-- Region pointing data --
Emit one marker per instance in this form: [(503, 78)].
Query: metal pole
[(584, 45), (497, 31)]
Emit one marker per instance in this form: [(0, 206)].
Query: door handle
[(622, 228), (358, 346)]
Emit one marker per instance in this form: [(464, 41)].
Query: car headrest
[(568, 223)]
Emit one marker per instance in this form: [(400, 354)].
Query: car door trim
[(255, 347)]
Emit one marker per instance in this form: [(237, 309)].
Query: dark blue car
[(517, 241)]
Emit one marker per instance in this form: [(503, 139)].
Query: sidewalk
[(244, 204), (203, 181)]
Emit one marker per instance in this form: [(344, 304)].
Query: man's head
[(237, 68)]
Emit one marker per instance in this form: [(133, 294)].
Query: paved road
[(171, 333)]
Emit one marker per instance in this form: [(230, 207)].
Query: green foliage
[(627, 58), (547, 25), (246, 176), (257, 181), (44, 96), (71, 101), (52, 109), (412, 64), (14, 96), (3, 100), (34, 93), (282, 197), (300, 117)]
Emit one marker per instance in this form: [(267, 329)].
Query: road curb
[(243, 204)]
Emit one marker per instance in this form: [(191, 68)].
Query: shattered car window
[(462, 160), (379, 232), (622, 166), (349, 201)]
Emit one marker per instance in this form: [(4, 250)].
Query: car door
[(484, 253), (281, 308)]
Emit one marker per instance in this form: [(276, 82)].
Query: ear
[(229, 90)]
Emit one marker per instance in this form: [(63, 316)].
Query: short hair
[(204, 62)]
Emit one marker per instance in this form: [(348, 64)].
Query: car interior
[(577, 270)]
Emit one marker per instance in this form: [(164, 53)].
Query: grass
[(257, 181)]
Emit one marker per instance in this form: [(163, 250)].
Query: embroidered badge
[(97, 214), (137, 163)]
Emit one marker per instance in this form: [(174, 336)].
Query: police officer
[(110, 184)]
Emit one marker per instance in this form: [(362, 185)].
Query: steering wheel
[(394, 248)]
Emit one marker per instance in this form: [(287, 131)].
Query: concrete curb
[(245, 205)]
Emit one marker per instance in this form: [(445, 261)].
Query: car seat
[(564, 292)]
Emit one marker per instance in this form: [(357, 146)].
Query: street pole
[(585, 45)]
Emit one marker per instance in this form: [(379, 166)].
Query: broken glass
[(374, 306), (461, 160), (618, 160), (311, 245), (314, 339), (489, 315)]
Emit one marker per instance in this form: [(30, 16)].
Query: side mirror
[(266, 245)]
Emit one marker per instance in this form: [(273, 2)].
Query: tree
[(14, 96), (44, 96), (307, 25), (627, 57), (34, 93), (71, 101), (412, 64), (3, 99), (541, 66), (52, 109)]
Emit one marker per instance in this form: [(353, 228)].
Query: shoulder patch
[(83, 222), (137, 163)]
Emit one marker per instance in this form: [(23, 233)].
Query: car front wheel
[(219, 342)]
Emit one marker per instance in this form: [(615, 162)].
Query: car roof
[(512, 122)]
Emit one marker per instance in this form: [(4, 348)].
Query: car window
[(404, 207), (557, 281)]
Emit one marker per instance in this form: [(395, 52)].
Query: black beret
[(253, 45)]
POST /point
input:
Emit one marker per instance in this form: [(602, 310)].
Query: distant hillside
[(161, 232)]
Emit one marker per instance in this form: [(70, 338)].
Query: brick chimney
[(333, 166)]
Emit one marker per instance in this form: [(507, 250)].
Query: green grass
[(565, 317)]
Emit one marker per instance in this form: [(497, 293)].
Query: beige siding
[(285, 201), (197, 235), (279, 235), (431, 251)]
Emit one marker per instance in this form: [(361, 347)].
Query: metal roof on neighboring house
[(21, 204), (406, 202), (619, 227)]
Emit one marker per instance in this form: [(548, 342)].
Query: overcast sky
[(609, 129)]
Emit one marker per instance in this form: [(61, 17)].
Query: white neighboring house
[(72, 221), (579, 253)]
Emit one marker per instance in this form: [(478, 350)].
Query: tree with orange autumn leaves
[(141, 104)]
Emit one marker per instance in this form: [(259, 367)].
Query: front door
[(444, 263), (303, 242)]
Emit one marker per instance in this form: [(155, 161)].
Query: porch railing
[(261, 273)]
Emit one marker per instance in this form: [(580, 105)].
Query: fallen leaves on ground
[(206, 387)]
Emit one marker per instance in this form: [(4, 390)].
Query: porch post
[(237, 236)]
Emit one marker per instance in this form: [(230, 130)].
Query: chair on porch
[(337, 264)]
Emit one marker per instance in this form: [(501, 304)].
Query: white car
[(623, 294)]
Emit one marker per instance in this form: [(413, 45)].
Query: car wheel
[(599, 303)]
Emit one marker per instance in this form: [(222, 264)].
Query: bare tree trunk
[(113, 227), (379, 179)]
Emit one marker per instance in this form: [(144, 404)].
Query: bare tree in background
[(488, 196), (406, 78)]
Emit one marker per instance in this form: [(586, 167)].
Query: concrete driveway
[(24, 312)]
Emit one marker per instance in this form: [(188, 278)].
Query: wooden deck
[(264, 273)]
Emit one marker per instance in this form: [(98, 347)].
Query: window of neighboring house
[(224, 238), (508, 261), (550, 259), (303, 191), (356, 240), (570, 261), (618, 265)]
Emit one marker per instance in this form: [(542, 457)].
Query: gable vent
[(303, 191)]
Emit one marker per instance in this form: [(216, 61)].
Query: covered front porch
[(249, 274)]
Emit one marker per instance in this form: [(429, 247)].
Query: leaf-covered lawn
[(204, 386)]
* * *
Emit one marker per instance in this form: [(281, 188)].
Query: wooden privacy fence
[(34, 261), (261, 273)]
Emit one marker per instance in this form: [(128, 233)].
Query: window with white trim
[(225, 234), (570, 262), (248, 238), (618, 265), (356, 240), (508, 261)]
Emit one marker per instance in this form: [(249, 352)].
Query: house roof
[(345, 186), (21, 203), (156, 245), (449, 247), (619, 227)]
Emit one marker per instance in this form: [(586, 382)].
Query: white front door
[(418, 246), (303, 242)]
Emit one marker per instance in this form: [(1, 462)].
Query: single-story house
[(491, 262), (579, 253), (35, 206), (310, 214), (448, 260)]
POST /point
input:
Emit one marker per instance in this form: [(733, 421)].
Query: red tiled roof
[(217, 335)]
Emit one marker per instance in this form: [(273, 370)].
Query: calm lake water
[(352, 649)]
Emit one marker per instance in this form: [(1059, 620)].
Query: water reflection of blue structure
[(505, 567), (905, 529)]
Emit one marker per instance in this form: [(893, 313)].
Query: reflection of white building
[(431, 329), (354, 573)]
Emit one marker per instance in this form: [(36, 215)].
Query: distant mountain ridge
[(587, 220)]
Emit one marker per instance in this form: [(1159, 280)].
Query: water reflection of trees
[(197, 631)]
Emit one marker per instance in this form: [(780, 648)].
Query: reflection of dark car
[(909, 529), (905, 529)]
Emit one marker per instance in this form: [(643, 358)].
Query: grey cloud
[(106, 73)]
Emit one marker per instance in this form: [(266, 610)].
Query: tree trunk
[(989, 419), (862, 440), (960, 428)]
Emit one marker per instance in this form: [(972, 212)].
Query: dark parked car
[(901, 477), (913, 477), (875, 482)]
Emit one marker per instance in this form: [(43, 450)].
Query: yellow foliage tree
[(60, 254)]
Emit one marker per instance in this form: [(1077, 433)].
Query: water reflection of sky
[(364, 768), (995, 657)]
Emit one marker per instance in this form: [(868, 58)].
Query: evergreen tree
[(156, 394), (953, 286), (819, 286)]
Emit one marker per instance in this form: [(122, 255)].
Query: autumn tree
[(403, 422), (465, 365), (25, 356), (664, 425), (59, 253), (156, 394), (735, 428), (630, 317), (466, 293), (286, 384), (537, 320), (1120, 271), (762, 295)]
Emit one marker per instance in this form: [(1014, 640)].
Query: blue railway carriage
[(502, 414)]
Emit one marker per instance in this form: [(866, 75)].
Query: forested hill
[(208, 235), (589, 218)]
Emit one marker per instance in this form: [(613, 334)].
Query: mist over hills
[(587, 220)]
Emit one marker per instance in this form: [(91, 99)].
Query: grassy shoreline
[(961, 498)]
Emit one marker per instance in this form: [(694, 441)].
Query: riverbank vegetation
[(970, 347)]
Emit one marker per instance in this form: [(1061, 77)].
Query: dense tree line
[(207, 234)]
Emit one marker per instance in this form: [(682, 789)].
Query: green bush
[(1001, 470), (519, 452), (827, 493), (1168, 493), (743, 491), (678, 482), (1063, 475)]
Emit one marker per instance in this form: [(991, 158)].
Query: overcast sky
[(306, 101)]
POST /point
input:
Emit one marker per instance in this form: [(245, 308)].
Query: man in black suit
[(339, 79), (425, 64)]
...
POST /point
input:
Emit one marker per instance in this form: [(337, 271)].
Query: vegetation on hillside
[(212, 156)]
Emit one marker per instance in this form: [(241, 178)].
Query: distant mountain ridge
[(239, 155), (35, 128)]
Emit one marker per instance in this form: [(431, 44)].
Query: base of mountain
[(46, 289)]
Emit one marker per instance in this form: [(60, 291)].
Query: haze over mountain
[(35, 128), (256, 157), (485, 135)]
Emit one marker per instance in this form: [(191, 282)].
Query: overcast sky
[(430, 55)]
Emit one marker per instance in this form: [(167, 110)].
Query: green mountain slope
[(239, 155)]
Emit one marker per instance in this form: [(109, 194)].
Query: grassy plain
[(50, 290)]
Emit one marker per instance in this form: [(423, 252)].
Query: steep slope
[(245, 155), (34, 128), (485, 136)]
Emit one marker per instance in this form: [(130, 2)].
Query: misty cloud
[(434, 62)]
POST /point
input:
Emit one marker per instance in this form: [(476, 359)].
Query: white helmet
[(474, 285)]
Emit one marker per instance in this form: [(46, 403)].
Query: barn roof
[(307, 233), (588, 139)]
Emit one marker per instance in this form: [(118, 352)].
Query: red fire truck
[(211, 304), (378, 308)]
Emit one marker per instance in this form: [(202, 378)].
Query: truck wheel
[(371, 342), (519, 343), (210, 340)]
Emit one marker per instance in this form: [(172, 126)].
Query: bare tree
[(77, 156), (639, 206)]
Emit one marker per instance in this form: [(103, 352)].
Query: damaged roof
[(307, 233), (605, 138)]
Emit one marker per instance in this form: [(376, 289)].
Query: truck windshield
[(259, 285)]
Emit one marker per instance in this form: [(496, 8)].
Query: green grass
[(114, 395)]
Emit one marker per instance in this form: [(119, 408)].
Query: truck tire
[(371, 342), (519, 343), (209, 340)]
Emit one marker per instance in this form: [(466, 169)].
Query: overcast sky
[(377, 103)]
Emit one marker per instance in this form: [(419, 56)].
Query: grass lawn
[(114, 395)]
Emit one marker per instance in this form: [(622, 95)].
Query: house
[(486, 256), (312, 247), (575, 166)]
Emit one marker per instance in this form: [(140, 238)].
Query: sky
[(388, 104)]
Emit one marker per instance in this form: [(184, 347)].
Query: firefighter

-- EXERCISE GOAL --
All that is wanted is an exact copy of the lines above from the one with "Emit one marker per instance in this form: [(503, 78)]." through the one with "Emit one marker per instance in this form: [(400, 354)].", with both ends included.

-- ANSWER BELOW --
Emit one marker per instance in this form: [(503, 78)].
Query: metal pole
[(584, 45), (497, 31)]
Emit one marker per instance in this form: [(0, 206)].
Query: door handle
[(622, 228), (358, 346)]
Emit one marker per instance in this form: [(464, 41)].
Query: car headrest
[(568, 223)]
Emit one marker per instance in this form: [(400, 354)].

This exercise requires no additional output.